Work instruction: Locate every line below that contains the word "skin" and copy it.

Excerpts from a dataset
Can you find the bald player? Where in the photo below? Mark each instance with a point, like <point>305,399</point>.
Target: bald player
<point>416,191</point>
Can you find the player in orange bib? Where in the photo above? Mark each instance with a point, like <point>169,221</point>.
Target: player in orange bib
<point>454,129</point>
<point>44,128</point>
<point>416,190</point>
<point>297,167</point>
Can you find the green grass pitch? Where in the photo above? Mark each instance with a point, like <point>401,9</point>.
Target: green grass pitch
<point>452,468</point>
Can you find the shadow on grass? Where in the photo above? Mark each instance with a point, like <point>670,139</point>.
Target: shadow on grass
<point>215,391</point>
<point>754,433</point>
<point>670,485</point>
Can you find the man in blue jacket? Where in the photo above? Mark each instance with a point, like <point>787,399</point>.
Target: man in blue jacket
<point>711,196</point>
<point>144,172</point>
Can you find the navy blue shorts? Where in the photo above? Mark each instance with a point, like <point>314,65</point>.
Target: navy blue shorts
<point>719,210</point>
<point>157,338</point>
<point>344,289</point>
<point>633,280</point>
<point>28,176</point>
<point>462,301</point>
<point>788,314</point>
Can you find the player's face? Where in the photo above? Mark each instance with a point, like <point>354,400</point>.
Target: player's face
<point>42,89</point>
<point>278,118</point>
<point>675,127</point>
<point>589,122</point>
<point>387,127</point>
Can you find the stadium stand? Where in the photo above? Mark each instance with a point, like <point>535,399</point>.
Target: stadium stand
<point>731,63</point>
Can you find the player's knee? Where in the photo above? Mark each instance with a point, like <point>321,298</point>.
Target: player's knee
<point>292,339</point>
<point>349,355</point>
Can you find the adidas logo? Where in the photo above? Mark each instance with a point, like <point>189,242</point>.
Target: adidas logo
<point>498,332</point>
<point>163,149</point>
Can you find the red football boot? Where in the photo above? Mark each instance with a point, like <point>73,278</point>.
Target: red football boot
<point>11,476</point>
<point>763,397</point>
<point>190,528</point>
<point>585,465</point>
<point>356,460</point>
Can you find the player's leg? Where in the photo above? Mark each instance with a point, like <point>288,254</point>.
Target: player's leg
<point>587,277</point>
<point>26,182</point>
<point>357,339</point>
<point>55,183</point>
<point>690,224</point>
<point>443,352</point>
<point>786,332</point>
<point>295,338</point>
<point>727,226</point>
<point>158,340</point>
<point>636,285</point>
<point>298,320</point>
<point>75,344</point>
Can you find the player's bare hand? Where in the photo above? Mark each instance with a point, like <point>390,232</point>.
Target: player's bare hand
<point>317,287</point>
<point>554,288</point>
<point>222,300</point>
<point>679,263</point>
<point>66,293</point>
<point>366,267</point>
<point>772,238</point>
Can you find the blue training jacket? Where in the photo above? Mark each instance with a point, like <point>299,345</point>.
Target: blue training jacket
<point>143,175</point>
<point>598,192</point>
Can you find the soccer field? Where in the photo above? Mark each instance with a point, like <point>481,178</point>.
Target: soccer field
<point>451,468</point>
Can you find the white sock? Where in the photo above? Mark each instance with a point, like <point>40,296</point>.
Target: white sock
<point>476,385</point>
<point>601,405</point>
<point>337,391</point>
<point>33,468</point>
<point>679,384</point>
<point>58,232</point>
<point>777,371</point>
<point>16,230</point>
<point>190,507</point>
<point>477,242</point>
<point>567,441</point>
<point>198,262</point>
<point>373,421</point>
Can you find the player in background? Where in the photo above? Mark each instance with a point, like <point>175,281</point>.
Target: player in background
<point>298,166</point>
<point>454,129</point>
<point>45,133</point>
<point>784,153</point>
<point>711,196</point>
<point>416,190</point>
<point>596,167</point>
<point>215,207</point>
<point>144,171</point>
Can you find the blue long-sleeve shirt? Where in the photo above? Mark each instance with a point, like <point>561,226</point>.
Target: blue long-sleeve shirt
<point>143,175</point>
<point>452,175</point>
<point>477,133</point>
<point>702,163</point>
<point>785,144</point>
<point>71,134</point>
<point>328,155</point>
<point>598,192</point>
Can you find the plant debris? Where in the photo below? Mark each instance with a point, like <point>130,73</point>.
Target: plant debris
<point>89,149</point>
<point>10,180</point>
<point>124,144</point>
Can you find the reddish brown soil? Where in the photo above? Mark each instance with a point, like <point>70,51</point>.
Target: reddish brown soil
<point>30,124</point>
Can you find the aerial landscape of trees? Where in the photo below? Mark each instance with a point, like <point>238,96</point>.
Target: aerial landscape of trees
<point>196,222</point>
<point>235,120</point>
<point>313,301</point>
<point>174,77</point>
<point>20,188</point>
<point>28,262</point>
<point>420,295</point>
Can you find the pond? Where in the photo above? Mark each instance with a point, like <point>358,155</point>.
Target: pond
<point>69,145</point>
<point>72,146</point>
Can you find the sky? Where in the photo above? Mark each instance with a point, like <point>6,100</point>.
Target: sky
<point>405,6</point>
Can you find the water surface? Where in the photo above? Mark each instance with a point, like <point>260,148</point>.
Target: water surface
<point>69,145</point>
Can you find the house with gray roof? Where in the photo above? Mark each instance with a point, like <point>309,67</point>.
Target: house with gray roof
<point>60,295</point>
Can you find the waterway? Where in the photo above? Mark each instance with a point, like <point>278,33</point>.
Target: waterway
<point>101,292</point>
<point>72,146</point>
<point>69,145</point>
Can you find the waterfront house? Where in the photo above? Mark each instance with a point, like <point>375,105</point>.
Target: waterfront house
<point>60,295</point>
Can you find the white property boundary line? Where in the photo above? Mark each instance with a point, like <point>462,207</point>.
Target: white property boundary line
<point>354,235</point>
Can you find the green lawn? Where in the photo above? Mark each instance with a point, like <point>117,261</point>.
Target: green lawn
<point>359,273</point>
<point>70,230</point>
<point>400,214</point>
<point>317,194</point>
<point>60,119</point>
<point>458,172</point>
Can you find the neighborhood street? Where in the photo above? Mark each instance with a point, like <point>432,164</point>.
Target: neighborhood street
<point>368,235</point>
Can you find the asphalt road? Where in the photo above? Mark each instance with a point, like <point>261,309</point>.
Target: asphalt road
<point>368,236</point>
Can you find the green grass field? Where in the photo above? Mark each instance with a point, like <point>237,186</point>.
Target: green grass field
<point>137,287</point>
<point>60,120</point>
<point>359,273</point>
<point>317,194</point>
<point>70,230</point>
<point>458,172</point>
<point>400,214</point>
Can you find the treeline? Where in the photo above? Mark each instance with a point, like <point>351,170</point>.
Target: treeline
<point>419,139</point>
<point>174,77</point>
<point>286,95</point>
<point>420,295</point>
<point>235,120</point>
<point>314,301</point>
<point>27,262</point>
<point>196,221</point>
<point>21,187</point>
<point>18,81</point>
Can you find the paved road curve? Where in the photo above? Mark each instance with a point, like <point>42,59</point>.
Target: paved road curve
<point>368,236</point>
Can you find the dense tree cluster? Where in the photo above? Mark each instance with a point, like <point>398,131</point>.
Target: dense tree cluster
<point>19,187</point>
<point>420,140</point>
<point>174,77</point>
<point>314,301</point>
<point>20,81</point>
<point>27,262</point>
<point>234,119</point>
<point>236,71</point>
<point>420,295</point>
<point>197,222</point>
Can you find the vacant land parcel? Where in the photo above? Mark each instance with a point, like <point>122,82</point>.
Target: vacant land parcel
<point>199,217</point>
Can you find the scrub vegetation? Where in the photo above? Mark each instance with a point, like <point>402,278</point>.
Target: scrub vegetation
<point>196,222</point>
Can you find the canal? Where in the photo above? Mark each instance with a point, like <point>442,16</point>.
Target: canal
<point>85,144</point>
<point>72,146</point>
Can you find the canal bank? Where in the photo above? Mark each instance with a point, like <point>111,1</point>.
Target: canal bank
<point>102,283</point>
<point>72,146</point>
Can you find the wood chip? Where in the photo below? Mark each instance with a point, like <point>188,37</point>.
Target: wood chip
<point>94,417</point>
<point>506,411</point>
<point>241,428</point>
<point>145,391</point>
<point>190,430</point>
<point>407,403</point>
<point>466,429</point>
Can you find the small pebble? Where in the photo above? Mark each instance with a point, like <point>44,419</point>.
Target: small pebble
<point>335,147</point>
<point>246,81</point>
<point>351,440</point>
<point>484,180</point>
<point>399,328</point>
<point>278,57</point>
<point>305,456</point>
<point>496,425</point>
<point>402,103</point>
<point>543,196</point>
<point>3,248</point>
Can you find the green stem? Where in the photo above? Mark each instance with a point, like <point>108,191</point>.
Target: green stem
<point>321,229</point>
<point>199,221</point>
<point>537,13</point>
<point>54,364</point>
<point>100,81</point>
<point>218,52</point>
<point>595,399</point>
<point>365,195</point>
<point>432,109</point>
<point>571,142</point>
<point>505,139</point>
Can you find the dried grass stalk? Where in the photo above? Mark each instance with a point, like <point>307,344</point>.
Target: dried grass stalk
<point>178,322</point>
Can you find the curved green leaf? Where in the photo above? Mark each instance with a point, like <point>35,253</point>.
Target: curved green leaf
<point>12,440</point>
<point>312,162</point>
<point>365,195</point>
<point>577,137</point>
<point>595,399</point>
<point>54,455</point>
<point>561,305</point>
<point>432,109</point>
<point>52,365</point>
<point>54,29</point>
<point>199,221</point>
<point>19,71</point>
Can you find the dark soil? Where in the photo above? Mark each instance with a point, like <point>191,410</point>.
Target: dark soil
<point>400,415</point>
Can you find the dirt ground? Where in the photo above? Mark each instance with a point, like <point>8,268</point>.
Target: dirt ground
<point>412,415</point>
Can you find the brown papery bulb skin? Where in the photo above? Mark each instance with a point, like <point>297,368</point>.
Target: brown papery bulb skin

Result for this exercise:
Can you find the brown papery bulb skin? Where in the photo above? Mark each instance with a point, like <point>297,368</point>.
Target: brown papery bulb skin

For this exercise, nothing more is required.